--- START OF EXTRACTED RECORDS ---
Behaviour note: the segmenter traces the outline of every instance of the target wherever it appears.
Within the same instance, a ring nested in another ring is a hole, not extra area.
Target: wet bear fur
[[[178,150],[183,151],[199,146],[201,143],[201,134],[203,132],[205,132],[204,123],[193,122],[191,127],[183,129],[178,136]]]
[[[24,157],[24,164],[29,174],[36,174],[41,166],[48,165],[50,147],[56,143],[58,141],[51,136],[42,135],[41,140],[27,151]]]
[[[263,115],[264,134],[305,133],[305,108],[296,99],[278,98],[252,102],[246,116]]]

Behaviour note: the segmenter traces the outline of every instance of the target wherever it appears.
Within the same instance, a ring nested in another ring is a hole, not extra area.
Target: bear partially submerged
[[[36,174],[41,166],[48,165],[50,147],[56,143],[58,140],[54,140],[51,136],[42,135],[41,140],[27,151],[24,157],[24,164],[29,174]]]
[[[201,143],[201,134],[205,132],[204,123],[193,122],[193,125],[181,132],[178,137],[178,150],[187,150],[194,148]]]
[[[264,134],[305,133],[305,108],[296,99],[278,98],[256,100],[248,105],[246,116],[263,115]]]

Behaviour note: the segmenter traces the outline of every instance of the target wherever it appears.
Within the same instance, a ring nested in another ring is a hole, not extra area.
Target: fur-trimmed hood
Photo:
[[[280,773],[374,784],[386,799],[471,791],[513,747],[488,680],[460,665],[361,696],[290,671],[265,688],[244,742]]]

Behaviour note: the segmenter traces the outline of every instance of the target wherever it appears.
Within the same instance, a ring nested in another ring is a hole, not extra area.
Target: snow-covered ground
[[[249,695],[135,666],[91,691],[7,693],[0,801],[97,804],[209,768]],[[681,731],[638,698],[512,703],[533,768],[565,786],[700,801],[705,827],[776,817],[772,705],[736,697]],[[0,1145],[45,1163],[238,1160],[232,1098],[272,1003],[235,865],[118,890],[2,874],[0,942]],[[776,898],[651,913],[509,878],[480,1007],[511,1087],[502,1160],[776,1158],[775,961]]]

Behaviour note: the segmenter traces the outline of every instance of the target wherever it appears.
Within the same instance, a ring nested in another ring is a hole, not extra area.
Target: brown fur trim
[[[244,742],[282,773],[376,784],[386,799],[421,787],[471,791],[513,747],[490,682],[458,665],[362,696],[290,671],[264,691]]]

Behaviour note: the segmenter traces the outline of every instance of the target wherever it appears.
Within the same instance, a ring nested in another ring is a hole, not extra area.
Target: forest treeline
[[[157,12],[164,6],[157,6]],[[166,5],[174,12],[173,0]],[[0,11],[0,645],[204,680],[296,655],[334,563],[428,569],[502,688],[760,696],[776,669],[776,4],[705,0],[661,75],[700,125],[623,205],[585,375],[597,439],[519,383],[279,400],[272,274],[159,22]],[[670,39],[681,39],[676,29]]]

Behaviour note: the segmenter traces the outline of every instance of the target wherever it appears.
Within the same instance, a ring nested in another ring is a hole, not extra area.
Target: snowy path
--- END OF EXTRACTED RECORDS ---
§ **WHAT YOU WILL DO**
Every entry must be quoted exactly as it appears above.

§ **RESULT FOR THIS TASK**
Behaviour note: the segmenter traces the outline of every instance of the target wherever it appears.
Within the same instance, a ring nested in another ring is a hole, not extra area.
Target: wet bear fur
[[[178,150],[183,151],[199,146],[201,143],[201,134],[203,132],[205,132],[204,123],[193,122],[191,127],[183,129],[178,136]]]
[[[24,157],[24,164],[29,174],[36,174],[41,166],[48,165],[50,147],[56,143],[58,141],[51,136],[42,135],[41,140],[27,151]]]
[[[263,115],[264,134],[305,133],[305,108],[296,99],[278,98],[252,102],[246,116]]]

Behaviour note: the segmenter traces the outline of every instance of the target wherever it appears.
Within the same instance, a ring nested in another ring is a hole, not extra area.
Target: bear partially submerged
[[[36,174],[41,166],[48,165],[50,147],[56,143],[58,140],[54,140],[51,136],[42,135],[41,140],[27,151],[24,157],[24,164],[29,174]]]
[[[201,143],[201,134],[205,132],[204,123],[193,122],[193,125],[181,132],[178,137],[178,150],[187,150],[194,148]]]
[[[264,134],[305,133],[305,108],[296,99],[278,98],[256,100],[248,105],[246,116],[263,115]]]

Behaviour note: the segmenter traces the outline of every instance of the target wherever it appears.
Within the same instance, a ring nested in another ring is a hole, not extra area.
Target: fur-trimmed hood
Photo:
[[[280,773],[374,784],[386,799],[471,791],[513,747],[488,680],[460,665],[361,696],[290,671],[265,688],[244,742]]]

Behaviour note: the segmenter traces the outline of every instance of the target wherever it appears.
Within the same instance, a ring nested in another ring is a hole, not extra area.
Target: snow-covered ground
[[[249,695],[135,666],[91,691],[7,693],[0,801],[97,804],[209,768]],[[681,731],[638,698],[512,703],[533,768],[565,786],[700,801],[705,827],[776,817],[772,705],[736,697]],[[0,1145],[45,1163],[238,1160],[232,1098],[272,1003],[235,865],[118,890],[2,874],[0,942]],[[776,898],[651,913],[509,878],[480,1007],[511,1087],[502,1160],[776,1158],[775,961]]]

Behaviour note: the segmenter traces the outline of every instance of the target wherever it appears.
Within the same instance, a ring nested in another ring is a hole, not extra area.
Target: brown fur trim
[[[244,742],[282,773],[376,784],[386,799],[421,787],[471,791],[513,747],[490,682],[458,665],[362,696],[290,671],[264,691]]]

Behaviour note: the segmenter traces the outline of every instance of the target wherever it appears.
Within the same instance, a ring nested in another ring is a hole, not extra area.
Target: forest treeline
[[[157,12],[164,6],[157,6]],[[166,5],[174,12],[173,0]],[[0,11],[0,645],[204,680],[296,655],[334,563],[428,569],[502,688],[760,696],[776,669],[776,4],[705,0],[661,75],[700,125],[623,205],[585,375],[597,439],[519,383],[279,400],[272,274],[159,22]],[[670,39],[681,39],[676,29]]]

Behaviour note: the segmenter traces the outline of every instance of the target wherever it appears.
Within the same instance, a ring nested in another ring is a hole, not extra area.
Target: snowy path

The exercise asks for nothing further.